• Text block:
# How to matte out glossy carbon?



## bdundee (Feb 4, 2008)

Sorry in advance I know this is probably not the right spot but I'm sure some of you have dealt with carbon before. What I am looking at doing is taking the gloss off of a Ritchey WCS seatpost and making it flat. Any Ideas would be greatly appreciated.

Thanks.....bOb


----------



## brent878 (Apr 17, 2007)

What about something like 2000 grit sand paper? If you scuff it up it would give it a matte finish. Or painting it with a matte clear.


----------



## AZ (Apr 14, 2009)

Lightly sand the clear coat with fine grit sandpaper and water. Don't don't sand through the clear coat. Be conservative with the sanding, just take the shine off.


----------



## Joe Nation (May 16, 2007)

Only trouble with abrasives is that you have to be very careful with how you rub, or else it'll look rubbish. I suggest either small swirls (if it's an aero/oddly shaped frame), or straight along the tubes (if it's straight round tubes). If you use a fine enough grit, at least 2000 if not 4000 you might avoid major swirl marks.

A better bet IMHO would be either a matte clear coat or some kind of chemical etching process. Of course the latter could do untold damage to the carbon fiber lay-up, so best avoid it unless you can guarantee it won't kill the frame (talk to the manufacturer or find an already-dead frame and test it).

Needless to say anything you do will likely void the warranty.


----------



## TrailMaker (Sep 16, 2007)

Oh Brother...

Keep it simple. Anything you spray it with will not dull the shine, only cover it. When that wears off, it will shine again, and it may slip in the tube with that coating on it besides. ANYTHING that you rub it with that is abrasive will dull the shine. Leave it alone and put it in use and it will dull over time. Paper toweling will scratch your plastic glasses, and will dull the post if you rub long enough. Newspaper is surprisingly abrasive under some circumstances. it's AWESOME for cleaning glass. Some scouring powder and water will dull that clear coat. Grab a handful of dust off the ground and you can dull it.

Point being, don't over think it. I'd use a worn out piece of scuff pad or whatever grit wet paper myself. Whatever was on top in the used scrap bin. You may not have that, so grab some scouring powder, pumice laden hand cleaner, sand, )) steel wool, or dirt off the road, and give it a light rub. Repeat until happy. Done!


----------



## crazy8 (Apr 21, 2009)

Scotch-Brite pads, don't have to worry about going through the clear coat. 1st try the grey (fine), if that doesn't dull it enough use maroon (med), next is green.



bdundee said:


> Sorry in advance I know this is probably not the right spot but I'm sure some of you have dealt with carbon before. What I am looking at doing is taking the gloss off of a Ritchey WCS seatpost and making it flat. Any Ideas would be greatly appreciated.
> 
> Thanks.....bOb


----------



## Yogii (Jun 5, 2008)

Scotch-brite or just leave in the sun...


----------



## atomicmanatee (Sep 1, 2012)

+1 to the scotch-brite. through years of modifying/building guitars with poly finishes i've found scotch-brite to leave less pattern on the finish.


----------



## eriklanden (Sep 1, 2013)

atomicmanatee said:


> +1 to the scotch-brite. through years of modifying/building guitars with poly finishes i've found scotch-brite to leave less pattern on the finish.


I want to sand my WCS-post also, where can I buy scotch-brite?


----------

• Data entries:

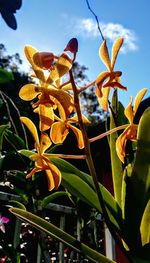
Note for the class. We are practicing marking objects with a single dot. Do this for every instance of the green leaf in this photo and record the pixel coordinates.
(116, 164)
(79, 188)
(60, 235)
(26, 153)
(70, 174)
(51, 198)
(3, 129)
(16, 141)
(138, 185)
(17, 204)
(145, 225)
(5, 76)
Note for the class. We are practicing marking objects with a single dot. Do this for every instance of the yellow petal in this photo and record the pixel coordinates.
(53, 177)
(75, 119)
(103, 100)
(34, 170)
(104, 55)
(45, 142)
(67, 86)
(43, 59)
(46, 115)
(59, 132)
(62, 67)
(78, 135)
(32, 128)
(115, 49)
(29, 92)
(30, 53)
(130, 133)
(102, 77)
(63, 98)
(138, 99)
(129, 111)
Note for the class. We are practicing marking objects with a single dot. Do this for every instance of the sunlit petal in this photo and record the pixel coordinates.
(101, 77)
(115, 84)
(115, 49)
(62, 66)
(53, 177)
(29, 92)
(103, 100)
(34, 170)
(45, 142)
(104, 55)
(75, 119)
(46, 115)
(138, 99)
(32, 128)
(78, 135)
(59, 132)
(67, 86)
(43, 59)
(129, 111)
(64, 99)
(130, 133)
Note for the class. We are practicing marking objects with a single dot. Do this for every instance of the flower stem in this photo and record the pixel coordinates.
(100, 136)
(90, 164)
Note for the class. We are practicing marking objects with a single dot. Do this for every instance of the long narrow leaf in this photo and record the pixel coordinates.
(60, 235)
(138, 184)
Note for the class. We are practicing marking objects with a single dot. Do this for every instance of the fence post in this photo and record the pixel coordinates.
(61, 245)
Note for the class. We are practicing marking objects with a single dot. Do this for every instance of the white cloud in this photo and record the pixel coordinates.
(88, 28)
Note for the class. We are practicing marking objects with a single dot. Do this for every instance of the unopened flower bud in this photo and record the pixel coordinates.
(44, 60)
(72, 46)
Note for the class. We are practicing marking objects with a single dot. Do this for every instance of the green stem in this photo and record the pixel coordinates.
(90, 164)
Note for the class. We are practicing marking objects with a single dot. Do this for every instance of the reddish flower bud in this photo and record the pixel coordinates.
(72, 46)
(44, 59)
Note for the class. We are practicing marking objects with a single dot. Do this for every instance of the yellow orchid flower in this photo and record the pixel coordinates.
(42, 163)
(47, 91)
(130, 133)
(60, 129)
(110, 78)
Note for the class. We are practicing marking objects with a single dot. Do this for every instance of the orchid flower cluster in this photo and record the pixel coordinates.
(57, 105)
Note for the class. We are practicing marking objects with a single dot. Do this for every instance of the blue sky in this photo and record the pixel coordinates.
(48, 25)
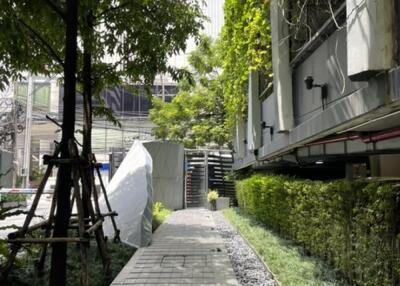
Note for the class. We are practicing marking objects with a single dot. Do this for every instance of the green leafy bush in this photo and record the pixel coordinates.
(354, 225)
(160, 213)
(212, 196)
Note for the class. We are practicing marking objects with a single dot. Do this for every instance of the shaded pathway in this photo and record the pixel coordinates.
(186, 250)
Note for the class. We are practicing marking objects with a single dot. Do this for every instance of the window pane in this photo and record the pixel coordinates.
(41, 96)
(22, 91)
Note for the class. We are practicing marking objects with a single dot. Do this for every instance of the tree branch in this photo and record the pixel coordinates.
(42, 41)
(111, 9)
(55, 8)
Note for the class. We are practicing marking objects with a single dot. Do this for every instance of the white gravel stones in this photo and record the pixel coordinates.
(248, 269)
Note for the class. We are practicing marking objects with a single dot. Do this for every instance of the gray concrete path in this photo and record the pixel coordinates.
(186, 250)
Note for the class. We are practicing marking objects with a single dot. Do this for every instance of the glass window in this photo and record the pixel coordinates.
(41, 97)
(22, 91)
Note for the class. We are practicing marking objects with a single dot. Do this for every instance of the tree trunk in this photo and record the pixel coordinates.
(59, 252)
(87, 103)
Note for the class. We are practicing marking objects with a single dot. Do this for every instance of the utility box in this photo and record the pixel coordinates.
(6, 169)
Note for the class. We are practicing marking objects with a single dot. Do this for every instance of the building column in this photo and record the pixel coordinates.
(281, 66)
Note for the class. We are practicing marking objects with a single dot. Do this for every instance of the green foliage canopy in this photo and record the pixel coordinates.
(245, 47)
(196, 116)
(129, 40)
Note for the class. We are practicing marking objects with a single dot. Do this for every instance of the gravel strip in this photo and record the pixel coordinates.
(248, 268)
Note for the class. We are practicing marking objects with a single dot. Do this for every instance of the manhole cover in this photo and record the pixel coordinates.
(184, 261)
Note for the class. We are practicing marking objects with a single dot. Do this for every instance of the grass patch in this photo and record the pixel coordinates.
(23, 274)
(160, 214)
(285, 259)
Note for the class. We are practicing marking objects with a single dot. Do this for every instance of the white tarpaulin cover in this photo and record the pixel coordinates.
(130, 195)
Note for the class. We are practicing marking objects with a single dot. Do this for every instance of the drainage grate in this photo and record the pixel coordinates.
(184, 261)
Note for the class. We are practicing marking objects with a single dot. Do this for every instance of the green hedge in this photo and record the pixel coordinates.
(354, 225)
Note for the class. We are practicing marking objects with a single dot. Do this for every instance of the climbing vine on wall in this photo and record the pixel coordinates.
(245, 46)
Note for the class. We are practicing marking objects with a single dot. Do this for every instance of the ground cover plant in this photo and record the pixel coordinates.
(283, 257)
(353, 225)
(160, 214)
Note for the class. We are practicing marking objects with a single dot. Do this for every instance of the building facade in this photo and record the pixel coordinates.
(335, 101)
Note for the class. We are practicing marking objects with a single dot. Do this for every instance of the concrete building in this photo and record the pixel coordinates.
(335, 102)
(131, 110)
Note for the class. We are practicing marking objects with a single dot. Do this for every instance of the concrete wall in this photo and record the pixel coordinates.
(370, 40)
(168, 173)
(253, 113)
(327, 65)
(385, 165)
(349, 105)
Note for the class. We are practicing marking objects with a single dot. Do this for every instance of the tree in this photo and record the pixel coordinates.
(139, 34)
(196, 116)
(245, 47)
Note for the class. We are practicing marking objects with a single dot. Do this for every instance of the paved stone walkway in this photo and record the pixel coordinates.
(186, 250)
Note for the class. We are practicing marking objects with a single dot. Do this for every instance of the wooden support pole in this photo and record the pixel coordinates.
(15, 247)
(43, 253)
(17, 234)
(116, 230)
(81, 219)
(99, 231)
(94, 227)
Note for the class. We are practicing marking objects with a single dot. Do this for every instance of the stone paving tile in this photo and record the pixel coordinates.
(186, 250)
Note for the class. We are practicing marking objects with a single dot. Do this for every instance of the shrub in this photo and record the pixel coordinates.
(354, 225)
(160, 213)
(212, 196)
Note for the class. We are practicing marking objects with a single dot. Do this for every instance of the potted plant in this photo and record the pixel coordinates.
(212, 197)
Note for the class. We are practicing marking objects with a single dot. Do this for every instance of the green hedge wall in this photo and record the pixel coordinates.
(354, 225)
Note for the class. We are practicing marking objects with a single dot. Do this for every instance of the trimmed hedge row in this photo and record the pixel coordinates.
(354, 225)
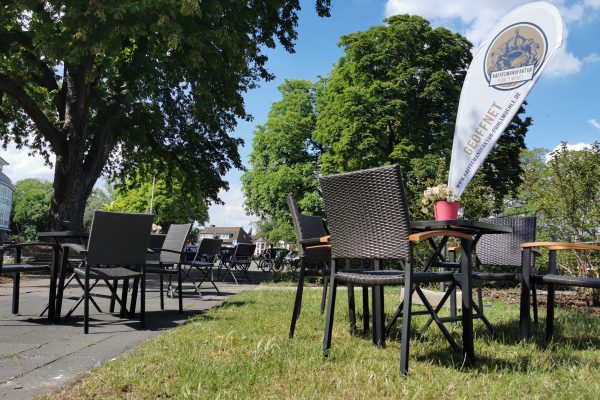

• Set problem A:
Which Scotch-Brite pad colors does the thread on matting glossy carbon name? List all of them.
• Set problem B:
Duplicate the passage of the thread on matting glossy carbon from "## bdundee (Feb" up to and including "a matte clear.".
• Set problem C:
How would you put this sentence from the thread on matting glossy carbon into Spanish: "Leave it alone and put it in use and it will dull over time."

• Complete answer A:
Grey (fine), maroon (medium), green

• Complete answer B:
## bdundee (Feb 4, 2008)

Sorry in advance I know this is probably not the right spot but I'm sure some of you have dealt with carbon before. What I am looking at doing is taking the gloss off of a Ritchey WCS seatpost and making it flat. Any Ideas would be greatly appreciated.

Thanks.....bOb


----------



## brent878 (Apr 17, 2007)

What about something like 2000 grit sand paper? If you scuff it up it would give it a matte finish. Or painting it with a matte clear.

• Complete answer C:
Déjalo como está, úsalo y se irá opacando con el tiempo.